__What the task requires__. Extract the lines below verbatim, from the first line through the line containing "column 342, row 240", including both of those lines.

__Record set__.
####################
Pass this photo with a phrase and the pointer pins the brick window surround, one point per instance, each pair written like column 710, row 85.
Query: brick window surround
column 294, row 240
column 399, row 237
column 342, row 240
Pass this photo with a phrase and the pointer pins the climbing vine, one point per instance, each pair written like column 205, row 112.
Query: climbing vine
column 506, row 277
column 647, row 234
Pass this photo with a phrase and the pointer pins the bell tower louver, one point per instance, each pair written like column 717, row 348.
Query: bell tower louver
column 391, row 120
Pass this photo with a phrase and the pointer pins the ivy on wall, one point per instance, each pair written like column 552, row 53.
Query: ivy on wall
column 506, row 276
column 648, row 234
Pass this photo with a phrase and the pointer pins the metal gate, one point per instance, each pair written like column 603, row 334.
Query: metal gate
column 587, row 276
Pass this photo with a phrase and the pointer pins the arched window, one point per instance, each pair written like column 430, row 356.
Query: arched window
####################
__Solution for this problem__.
Pass this photo with a phrase and the pointer pins the brick window surround, one point per instance, each pair written like column 710, row 85.
Query: brick window surround
column 294, row 240
column 399, row 237
column 342, row 240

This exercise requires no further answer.